(Entries taken from a collection)
[Start of Attachment]
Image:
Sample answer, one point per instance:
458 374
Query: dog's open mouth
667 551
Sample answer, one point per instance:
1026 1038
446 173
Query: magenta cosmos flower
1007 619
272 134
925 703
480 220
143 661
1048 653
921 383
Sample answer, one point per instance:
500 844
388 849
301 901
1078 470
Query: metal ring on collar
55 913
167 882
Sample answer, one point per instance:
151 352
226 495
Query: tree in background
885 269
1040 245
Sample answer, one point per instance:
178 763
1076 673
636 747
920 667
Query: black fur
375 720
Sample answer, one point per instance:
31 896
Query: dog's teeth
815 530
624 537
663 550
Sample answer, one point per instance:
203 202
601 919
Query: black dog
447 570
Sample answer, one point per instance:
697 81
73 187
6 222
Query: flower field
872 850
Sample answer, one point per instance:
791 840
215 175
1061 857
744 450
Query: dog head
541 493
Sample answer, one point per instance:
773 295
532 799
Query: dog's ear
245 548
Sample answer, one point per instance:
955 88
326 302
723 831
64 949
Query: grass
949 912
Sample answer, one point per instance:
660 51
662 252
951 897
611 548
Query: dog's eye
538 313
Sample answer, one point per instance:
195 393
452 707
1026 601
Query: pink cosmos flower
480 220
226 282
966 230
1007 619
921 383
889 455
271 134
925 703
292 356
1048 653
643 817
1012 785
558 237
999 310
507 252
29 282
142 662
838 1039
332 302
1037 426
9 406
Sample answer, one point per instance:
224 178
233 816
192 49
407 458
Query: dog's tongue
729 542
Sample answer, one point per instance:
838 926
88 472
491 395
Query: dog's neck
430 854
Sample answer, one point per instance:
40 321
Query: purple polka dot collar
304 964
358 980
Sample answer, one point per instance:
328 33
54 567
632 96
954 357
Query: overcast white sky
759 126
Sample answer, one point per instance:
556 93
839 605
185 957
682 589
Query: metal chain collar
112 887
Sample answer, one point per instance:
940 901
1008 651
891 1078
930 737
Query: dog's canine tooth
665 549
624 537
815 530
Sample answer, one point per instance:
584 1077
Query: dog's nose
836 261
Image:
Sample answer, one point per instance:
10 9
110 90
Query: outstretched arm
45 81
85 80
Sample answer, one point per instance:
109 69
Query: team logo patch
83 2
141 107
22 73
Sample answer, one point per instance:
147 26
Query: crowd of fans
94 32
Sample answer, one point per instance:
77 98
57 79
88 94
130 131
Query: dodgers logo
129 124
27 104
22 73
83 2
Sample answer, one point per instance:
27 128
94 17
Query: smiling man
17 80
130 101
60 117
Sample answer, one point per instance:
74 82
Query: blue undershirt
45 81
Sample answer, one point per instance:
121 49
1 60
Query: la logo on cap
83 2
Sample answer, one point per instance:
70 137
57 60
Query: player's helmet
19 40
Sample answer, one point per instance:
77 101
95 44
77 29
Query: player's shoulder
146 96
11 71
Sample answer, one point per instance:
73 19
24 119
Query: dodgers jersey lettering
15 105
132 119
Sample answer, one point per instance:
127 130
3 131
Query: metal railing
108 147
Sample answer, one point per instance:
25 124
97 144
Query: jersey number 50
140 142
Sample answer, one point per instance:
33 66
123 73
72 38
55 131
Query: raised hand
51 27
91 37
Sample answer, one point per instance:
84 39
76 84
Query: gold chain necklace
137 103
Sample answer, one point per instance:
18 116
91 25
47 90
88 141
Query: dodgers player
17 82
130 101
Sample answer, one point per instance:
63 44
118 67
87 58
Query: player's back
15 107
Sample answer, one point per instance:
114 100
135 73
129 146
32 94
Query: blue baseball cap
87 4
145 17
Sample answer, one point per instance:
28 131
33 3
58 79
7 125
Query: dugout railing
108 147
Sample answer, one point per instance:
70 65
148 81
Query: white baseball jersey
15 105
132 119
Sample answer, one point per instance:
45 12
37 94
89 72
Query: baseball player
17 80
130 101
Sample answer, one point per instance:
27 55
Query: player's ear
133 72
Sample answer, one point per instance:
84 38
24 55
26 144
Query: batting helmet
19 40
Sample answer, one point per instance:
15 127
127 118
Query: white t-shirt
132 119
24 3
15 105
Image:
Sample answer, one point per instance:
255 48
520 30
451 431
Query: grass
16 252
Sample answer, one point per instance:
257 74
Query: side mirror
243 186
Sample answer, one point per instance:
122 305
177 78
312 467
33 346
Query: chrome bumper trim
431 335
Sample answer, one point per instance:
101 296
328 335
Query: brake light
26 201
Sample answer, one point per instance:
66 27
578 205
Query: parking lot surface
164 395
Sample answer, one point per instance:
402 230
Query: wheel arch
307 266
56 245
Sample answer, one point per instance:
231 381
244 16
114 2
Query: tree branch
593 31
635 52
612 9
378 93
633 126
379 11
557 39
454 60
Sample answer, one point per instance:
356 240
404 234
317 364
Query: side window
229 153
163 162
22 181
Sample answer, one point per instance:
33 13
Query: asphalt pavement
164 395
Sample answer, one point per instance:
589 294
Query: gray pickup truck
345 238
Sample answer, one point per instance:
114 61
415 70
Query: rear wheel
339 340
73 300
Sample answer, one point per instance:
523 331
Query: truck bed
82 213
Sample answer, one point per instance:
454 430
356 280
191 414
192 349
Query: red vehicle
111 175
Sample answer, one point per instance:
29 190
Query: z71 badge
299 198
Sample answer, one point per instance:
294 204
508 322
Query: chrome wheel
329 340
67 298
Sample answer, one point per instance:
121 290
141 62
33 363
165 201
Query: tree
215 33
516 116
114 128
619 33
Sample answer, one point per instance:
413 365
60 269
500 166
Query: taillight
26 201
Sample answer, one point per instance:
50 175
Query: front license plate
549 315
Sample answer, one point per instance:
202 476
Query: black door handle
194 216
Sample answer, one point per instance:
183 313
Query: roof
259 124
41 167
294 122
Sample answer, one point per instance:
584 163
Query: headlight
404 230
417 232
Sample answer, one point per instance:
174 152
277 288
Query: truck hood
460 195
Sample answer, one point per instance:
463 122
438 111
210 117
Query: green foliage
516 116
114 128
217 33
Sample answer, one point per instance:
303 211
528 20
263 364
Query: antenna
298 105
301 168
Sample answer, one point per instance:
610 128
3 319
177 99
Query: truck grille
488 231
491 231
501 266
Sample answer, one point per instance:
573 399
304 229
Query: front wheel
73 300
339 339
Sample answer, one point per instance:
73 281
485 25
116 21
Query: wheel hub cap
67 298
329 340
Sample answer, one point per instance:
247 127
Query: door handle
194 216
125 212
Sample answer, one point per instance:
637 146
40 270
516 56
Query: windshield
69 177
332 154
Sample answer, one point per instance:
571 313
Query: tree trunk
[End of Attachment]
Reproduce all of the entries word for word. Omit nothing.

Image:
Sample answer, one point per instance:
458 374
Query: dog's open mouth
667 551
Sample answer, one point per instance:
1026 1038
446 173
Query: magenta cosmos flower
1007 619
272 134
925 703
480 220
143 661
1048 653
921 383
Sample answer, one point per instance:
500 844
388 849
301 901
1078 470
Query: metal ring on collar
55 913
167 882
Sample answer, one point per instance:
151 352
226 495
Query: tree in background
885 269
1040 245
Sample answer, one point per instance:
178 763
1076 673
636 747
920 667
Query: black fur
375 720
Sample answer, one point per instance:
31 896
Query: dog's teeth
815 530
624 537
663 550
Sample answer, one point per instance:
203 202
601 919
Query: black dog
447 570
Sample answer, one point per instance:
697 81
73 187
6 222
Query: flower field
872 850
Sample answer, one point per instance:
791 840
215 175
1061 857
744 450
Query: dog head
541 493
Sample answer, one point per instance:
773 295
532 799
Query: dog's ear
245 548
Sample answer, one point per instance:
955 88
326 302
723 831
64 949
Query: grass
949 912
Sample answer, one point per instance:
660 51
662 252
951 897
611 548
Query: dog's eye
538 313
Sample answer, one point per instance:
195 393
452 707
1026 601
Query: pink cosmos flower
480 220
226 282
966 230
1007 619
921 383
889 455
271 134
925 703
292 356
1048 653
643 817
1012 785
558 237
999 310
507 252
29 282
142 662
838 1039
332 302
1037 426
9 406
Sample answer, one point per instance:
224 178
233 816
192 49
407 458
Query: dog's tongue
729 542
Sample answer, one point per instance:
838 926
88 472
491 395
Query: dog's neck
430 854
Sample answer, one point per instance:
40 321
Query: purple polka dot collar
304 964
358 980
Sample answer, one point per instance:
328 33
54 567
632 96
954 357
Query: overcast white sky
759 126
Sample answer, one point per instance:
556 93
839 605
185 957
682 589
Query: metal chain collar
112 887
Sample answer, one point per instance:
940 901
1008 651
891 1078
930 737
Query: dog's canine tooth
665 549
624 537
815 530
Sample answer, one point per instance:
584 1077
Query: dog's nose
836 261
Image:
Sample answer, one point per instance:
10 9
110 90
Query: outstretched arm
45 81
85 80
Sample answer, one point per instance:
109 69
Query: team logo patch
83 2
141 107
22 73
Sample answer, one point per instance:
147 26
Query: crowd of fans
94 32
Sample answer, one point per instance:
77 98
57 79
88 94
130 131
Query: dodgers logo
129 124
27 104
22 73
83 2
Sample answer, one point per instance:
27 128
94 17
Query: smiling man
17 80
130 101
60 117
Sample answer, one point per instance:
74 82
Query: blue undershirt
45 81
Sample answer, one point per instance:
121 49
1 60
Query: la logo on cap
83 2
Sample answer, one point per instance:
70 137
57 60
Query: player's helmet
19 40
Sample answer, one point per instance:
77 101
95 44
77 29
Query: player's shoulder
146 96
11 71
Sample answer, one point per instance:
73 19
24 119
Query: dodgers jersey lettering
15 105
132 119
Sample answer, one point per instance:
127 130
3 131
Query: metal railing
108 147
Sample answer, one point per instance:
25 124
97 144
Query: jersey number 50
140 142
Sample answer, one point per instance:
33 66
123 73
72 38
55 131
Query: raised hand
51 27
91 37
Sample answer, one point per instance:
84 39
76 84
Query: gold chain necklace
137 103
Sample answer, one point per instance:
18 116
91 25
47 90
88 141
Query: dodgers player
17 82
130 101
Sample answer, one point per instance:
63 44
118 67
87 58
Query: player's back
15 107
Sample answer, one point per instance:
114 100
135 73
129 146
32 94
Query: blue baseball cap
87 4
145 17
Sample answer, one point per instance:
28 131
33 3
58 79
7 125
Query: dugout railing
108 147
Sample answer, one point per instance:
70 65
148 81
Query: white baseball jersey
15 105
132 119
Sample answer, one point per instance:
45 12
37 94
89 72
Query: baseball player
17 80
130 101
Sample answer, one point per instance:
27 55
Query: player's ear
133 72
Sample answer, one point per instance:
84 38
24 55
26 144
Query: batting helmet
19 40
Sample answer, one point per instance:
15 127
127 118
Query: white t-shirt
132 119
24 3
15 105
Image:
Sample answer, one point per instance:
255 48
520 30
451 431
Query: grass
16 252
Sample answer, one point per instance:
257 74
Query: side mirror
243 186
Sample answer, one point per instance:
122 305
177 78
312 467
33 346
Query: chrome bumper trim
431 335
Sample answer, one point per instance:
101 296
328 335
Query: brake light
26 201
Sample answer, one point per instance:
66 27
578 205
Query: parking lot surface
164 395
Sample answer, one point per instance:
402 230
Query: wheel arch
307 266
56 245
Sample answer, one point per instance:
231 381
244 16
114 2
Query: tree branch
593 31
635 52
612 9
378 93
633 126
379 11
557 39
454 60
Sample answer, one point per instance:
356 240
404 234
317 364
Query: side window
229 153
163 162
22 181
Sample answer, one point per instance:
33 13
Query: asphalt pavement
164 395
Sample answer, one point per instance:
589 294
Query: gray pickup truck
345 238
Sample answer, one point per instance:
114 61
415 70
Query: rear wheel
339 340
73 300
Sample answer, one point per instance:
523 331
Query: truck bed
82 213
Sample answer, one point per instance:
454 430
356 280
191 414
192 349
Query: red vehicle
111 175
Sample answer, one point per instance:
29 190
Query: z71 badge
299 198
Sample answer, one point per instance:
294 204
508 322
Query: chrome wheel
329 340
67 298
Sample answer, one point per instance:
121 290
141 62
33 363
165 201
Query: tree
215 33
516 116
114 128
619 33
Sample answer, one point per instance:
413 365
60 269
500 166
Query: taillight
26 201
Sample answer, one point per instance:
50 175
Query: front license plate
549 315
Sample answer, one point per instance:
202 476
Query: black door handle
194 216
Sample answer, one point per instance:
183 313
Query: roof
259 124
41 167
294 122
Sample answer, one point per instance:
584 163
Query: headlight
404 230
417 232
Sample answer, one point per instance:
174 152
277 288
Query: truck hood
460 195
Sample answer, one point per instance:
463 122
438 111
210 117
Query: green foliage
516 116
114 128
217 33
Sample answer, one point per instance:
303 211
528 20
263 364
Query: antenna
298 105
301 168
Sample answer, one point per instance:
610 128
3 319
177 99
Query: truck grille
488 231
491 231
501 266
Sample answer, one point per instance:
573 399
304 229
Query: front wheel
73 300
339 339
Sample answer, one point per instance:
73 281
485 25
116 21
Query: wheel hub cap
67 298
329 340
Sample answer, one point per instance:
247 127
Query: door handle
194 216
125 212
Sample answer, one point per instance:
637 146
40 270
516 56
Query: windshield
69 177
332 154
Sample answer, one point per instance:
571 313
Query: tree trunk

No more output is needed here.